* Begin THE INPUT *
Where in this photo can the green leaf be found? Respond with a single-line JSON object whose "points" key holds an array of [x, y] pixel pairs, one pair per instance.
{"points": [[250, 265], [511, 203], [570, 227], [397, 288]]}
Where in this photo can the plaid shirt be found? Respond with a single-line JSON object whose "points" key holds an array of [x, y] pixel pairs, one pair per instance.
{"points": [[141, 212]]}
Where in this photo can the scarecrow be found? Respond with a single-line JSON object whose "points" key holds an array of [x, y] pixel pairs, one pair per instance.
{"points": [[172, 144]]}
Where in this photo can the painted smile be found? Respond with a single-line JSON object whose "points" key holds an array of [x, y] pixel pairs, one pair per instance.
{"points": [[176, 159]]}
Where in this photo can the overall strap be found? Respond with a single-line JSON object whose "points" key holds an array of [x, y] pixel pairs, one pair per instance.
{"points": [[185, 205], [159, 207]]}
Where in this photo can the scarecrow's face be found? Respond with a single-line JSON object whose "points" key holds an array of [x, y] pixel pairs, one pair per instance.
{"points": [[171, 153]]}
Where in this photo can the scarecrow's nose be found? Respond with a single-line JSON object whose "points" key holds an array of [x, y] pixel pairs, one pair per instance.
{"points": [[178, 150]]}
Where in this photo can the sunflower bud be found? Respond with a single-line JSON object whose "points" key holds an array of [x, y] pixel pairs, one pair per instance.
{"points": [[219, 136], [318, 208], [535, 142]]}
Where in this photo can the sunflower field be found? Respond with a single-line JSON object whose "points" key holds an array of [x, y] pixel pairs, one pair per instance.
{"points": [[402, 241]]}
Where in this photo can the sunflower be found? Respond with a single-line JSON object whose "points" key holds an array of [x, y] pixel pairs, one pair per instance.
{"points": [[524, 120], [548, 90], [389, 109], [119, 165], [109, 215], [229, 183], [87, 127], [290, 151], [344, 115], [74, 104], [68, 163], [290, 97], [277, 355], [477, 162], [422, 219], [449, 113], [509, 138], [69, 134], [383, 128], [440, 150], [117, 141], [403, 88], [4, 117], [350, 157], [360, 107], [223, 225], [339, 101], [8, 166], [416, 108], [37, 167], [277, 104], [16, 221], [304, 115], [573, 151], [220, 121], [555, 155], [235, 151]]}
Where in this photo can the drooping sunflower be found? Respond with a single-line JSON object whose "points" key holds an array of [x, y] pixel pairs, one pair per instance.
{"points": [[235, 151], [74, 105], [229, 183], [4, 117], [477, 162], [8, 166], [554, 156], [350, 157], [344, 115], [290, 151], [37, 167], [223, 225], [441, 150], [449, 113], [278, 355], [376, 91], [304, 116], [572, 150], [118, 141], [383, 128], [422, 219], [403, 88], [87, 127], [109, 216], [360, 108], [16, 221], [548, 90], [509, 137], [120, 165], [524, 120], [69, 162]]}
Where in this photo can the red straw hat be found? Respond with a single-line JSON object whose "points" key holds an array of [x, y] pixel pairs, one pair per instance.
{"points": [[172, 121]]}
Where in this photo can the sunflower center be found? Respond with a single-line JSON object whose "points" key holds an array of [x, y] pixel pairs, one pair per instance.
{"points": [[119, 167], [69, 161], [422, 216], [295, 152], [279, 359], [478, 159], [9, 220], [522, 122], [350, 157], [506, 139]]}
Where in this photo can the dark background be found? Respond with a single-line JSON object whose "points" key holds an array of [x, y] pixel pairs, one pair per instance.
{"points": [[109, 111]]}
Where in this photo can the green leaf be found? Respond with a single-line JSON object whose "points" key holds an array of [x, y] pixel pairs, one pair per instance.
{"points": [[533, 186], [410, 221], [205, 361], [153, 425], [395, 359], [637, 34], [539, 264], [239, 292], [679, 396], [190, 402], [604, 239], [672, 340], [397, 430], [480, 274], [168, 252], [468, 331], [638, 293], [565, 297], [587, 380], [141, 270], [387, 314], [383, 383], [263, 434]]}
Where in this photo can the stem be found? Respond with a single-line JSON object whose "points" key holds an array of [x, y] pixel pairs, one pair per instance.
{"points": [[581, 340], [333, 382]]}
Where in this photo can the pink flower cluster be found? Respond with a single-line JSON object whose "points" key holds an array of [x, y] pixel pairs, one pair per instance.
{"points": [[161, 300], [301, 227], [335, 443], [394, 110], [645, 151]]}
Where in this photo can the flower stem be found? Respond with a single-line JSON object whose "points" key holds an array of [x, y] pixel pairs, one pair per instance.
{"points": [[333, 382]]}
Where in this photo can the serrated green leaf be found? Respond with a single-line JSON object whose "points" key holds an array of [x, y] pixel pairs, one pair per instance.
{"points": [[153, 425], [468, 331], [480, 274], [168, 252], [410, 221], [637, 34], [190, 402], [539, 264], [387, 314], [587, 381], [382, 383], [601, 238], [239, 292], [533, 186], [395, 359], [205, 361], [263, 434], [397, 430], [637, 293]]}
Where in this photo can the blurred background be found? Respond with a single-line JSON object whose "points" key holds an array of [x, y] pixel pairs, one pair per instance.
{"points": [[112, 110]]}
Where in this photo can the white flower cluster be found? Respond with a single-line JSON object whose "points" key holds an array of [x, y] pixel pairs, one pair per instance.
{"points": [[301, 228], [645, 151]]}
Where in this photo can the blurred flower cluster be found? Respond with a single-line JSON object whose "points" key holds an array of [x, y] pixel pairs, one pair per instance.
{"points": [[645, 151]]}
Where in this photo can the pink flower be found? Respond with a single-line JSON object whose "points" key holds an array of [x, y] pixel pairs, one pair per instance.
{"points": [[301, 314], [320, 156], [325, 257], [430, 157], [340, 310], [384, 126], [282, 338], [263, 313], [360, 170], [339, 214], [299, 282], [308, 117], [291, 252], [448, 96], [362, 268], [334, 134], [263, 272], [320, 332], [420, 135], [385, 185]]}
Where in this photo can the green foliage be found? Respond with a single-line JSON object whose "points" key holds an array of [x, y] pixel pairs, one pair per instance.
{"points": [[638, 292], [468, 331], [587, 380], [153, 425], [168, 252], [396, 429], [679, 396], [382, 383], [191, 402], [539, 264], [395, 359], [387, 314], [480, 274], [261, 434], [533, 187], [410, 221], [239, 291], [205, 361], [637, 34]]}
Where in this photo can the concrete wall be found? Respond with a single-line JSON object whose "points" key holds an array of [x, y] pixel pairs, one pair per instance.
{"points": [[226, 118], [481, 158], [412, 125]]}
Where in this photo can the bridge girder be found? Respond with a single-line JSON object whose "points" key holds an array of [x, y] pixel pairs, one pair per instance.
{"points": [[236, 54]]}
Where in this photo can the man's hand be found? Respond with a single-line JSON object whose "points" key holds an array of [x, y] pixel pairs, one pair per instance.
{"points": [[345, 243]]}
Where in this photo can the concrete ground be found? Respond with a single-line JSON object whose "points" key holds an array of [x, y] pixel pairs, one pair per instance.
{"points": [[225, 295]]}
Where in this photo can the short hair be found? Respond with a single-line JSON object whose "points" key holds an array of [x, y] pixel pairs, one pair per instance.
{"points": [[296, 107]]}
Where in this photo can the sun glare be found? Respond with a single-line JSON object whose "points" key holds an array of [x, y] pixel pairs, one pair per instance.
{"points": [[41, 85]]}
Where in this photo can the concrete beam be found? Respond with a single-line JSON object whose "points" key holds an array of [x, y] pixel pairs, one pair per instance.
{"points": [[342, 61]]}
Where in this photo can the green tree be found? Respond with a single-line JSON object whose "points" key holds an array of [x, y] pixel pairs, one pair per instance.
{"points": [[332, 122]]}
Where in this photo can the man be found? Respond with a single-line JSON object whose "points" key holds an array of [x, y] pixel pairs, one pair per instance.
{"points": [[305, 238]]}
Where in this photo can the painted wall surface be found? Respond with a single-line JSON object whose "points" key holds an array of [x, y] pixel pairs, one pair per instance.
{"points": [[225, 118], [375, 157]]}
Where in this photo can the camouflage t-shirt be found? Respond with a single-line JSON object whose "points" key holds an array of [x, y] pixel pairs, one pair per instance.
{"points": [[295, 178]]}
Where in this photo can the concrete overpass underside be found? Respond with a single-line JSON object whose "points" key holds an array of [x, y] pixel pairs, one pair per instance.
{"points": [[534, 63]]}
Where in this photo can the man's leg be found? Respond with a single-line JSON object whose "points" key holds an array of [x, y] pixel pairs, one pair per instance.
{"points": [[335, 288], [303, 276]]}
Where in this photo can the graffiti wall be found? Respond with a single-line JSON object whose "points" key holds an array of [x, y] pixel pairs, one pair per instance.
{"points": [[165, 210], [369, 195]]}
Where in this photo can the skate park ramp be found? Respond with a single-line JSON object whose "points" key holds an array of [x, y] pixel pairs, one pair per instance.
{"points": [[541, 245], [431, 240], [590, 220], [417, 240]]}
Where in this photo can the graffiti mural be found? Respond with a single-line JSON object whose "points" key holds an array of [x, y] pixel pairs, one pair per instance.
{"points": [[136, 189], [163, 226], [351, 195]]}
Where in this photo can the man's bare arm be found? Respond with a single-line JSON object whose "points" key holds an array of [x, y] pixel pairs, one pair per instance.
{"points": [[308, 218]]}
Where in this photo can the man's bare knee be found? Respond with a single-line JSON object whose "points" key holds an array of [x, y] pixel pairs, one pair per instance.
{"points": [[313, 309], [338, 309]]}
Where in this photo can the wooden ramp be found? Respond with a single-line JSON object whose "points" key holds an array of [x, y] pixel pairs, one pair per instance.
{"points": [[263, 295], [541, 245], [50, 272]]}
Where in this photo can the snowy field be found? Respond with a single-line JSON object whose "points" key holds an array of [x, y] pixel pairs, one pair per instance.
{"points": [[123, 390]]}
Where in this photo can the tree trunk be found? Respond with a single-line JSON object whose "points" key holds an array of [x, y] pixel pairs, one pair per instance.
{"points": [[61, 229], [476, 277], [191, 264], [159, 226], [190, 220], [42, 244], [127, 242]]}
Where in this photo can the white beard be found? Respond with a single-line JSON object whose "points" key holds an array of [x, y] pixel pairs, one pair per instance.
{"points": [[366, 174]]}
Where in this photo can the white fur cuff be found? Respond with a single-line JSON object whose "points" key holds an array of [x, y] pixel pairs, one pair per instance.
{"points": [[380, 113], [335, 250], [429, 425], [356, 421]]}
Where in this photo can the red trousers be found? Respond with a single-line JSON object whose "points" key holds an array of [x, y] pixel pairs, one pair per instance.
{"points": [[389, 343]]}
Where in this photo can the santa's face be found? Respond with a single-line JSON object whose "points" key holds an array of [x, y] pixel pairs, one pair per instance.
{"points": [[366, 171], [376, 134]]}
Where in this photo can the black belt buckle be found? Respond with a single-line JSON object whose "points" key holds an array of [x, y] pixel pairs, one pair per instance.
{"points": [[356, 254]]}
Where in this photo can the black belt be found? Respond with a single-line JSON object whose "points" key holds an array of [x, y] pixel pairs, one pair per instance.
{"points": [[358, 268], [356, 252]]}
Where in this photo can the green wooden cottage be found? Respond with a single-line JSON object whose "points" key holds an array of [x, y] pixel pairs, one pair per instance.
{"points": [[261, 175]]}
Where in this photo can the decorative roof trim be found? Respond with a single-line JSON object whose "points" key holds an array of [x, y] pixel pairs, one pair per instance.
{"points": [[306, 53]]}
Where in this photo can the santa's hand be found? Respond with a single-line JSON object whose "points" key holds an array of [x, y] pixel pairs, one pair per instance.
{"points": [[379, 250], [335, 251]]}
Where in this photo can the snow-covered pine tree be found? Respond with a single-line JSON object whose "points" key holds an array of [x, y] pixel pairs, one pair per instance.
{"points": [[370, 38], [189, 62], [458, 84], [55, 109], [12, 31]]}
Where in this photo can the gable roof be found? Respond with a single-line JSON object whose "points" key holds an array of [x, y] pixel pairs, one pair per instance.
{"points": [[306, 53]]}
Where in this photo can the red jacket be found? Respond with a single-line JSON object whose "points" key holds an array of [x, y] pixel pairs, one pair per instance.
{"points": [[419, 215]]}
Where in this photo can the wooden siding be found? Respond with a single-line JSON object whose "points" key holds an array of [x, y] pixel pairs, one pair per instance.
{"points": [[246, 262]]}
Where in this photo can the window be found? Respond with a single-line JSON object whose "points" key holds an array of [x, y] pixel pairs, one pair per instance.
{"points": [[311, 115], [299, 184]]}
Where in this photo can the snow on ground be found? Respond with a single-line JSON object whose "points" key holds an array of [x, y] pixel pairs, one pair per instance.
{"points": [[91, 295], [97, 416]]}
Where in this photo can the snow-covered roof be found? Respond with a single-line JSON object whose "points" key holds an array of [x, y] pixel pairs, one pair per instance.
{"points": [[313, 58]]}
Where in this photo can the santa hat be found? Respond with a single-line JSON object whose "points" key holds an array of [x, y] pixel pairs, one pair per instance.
* End THE INPUT *
:: WHAT TO WORK ON ::
Quote exactly and only the lines from the one holding "Where in this photo can the snow on" through the end of the data.

:: WRITTEN RESPONSE ::
Where in this photo can the snow on ground be found? Respond with a single-line JSON object whose "points" key holds an array of [x, y] pixel pairs, one pair per instance.
{"points": [[91, 295], [97, 416]]}
Where in this photo can the snow-covered roof be found? Respond with a single-line JSON object whose "points" key holds an array of [x, y] pixel pairs, one pair per instance.
{"points": [[313, 58]]}
Where in this photo can the santa hat be found? Respond with a single-line JSON object whose "points" key holds an array of [x, y] pixel pairs, one pair per instance.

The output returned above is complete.